Adventures on the Silk Road
/Last year my mother, who is significantly cooler than I will ever be spent three months travelling the Silk Road, which is an old trading route that runs from Xi’an in China through to Turkey, hitting most of the obscure-stans on the way. In case you have any lingering doubts about how top-notch my mum is, when was the last time your 67-year-old mama travelled independently through Uzbekistan? Also here she is in rural China holding a hunting eagle.
I don’t quite know why she had a hunting eagle.
HE EAGLE TOO BIG FOR HE GOTDAM MUM
When she came home I got to hear all of the stories, and this post is to share three of those.
All photos in this post by my mother, Mumbo. Mumbo has her own site which you are welcome to visit; it is primarily photography but also has a blog section stuffed with gems from her travels like: “We watched as a contingent of the Russian army rolled past […] I would have liked to take photos from the middle of the road but it didn’t seem prudent. […] most of the troops were quite grim, but a couple waved!”
1. In Which It Is Indeed a Small World
Mum went on this trip with a friend of hers, Janet, who is also a Pākehā lady in her 60s. Mum n’ Janet were frequently a source of intrigue and amusement to the locals, as the spectacle of two older foreign women faffing about on a self-guided tour is somewhat unusual in rural Kyrgyzstan. (Alas it is far less unusual at Mum’s house when you are attempting to get her to quiz night on time.)
━━━━
REQUESTS
**1.** According to the Silk Road text, how long did the mother spend traveling the Silk Road?
**2.** Update the Silk Road text between "1. In Which" and "night on time.)", inclusive, replacing "quiz night" with "trivia night".
**3.** List every country named in the Silk Road text.

Extracted records
━━━━
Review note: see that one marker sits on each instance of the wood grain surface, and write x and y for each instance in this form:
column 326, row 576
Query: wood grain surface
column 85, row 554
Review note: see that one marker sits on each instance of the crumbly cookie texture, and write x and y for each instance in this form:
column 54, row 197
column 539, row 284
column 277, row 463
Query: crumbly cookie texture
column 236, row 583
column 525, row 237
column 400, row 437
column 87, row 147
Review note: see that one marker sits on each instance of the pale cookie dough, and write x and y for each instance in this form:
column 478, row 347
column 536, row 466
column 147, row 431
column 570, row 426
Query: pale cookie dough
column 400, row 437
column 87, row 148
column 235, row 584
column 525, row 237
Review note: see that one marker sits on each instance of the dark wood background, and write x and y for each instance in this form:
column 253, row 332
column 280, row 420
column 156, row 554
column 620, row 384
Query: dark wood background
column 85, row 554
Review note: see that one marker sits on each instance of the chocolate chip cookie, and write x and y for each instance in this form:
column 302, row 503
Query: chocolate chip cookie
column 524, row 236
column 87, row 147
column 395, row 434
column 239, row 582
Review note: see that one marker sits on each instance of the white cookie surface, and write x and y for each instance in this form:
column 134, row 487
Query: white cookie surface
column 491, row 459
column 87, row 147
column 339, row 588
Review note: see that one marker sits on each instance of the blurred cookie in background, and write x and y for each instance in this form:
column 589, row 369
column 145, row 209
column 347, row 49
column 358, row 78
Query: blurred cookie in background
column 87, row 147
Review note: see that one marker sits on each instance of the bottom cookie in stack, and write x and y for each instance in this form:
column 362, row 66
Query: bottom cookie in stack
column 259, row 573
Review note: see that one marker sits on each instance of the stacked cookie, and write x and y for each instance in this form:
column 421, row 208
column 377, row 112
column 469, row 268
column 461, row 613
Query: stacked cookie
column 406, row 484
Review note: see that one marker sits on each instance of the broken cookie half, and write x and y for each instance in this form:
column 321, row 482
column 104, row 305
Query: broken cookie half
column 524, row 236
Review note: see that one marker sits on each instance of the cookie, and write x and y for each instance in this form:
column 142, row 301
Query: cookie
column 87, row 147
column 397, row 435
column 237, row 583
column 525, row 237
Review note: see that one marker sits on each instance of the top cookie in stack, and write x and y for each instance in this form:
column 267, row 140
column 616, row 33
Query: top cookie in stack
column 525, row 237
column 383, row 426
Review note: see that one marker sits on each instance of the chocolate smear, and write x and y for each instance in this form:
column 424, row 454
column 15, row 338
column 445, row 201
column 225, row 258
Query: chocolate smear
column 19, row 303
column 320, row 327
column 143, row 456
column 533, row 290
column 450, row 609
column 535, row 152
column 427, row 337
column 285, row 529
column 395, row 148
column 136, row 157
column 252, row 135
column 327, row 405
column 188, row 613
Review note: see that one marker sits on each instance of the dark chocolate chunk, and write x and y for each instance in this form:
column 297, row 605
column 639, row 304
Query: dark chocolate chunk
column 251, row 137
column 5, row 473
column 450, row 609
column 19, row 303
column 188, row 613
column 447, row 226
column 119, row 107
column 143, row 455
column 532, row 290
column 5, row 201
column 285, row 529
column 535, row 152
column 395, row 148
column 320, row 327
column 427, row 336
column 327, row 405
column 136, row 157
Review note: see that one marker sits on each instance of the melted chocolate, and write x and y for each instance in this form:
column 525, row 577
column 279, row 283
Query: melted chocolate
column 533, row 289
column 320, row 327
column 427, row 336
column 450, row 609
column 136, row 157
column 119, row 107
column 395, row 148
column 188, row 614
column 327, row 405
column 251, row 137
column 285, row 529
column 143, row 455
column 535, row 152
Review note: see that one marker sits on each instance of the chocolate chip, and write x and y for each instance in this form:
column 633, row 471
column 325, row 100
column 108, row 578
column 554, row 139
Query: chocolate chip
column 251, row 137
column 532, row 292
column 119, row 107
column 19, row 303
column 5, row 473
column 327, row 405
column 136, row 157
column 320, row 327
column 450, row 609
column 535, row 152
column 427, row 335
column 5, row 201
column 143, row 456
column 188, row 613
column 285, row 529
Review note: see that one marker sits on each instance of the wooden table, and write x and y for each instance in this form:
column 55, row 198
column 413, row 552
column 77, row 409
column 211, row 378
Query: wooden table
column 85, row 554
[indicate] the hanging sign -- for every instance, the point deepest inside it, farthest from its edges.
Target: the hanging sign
━━━━
ANSWERS
**1.** Three months.

**2.**
1. In Which It Is Indeed a Small World
Mum went on this trip with a friend of hers, Janet, who is also a Pākehā lady in her 60s. Mum n’ Janet were frequently a source of intrigue and amusement to the locals, as the spectacle of two older foreign women faffing about on a self-guided tour is somewhat unusual in rural Kyrgyzstan. (Alas it is far less unusual at Mum’s house when you are attempting to get her to trivia night on time.)

**3.** China, Turkey, Uzbekistan, Kyrgyzstan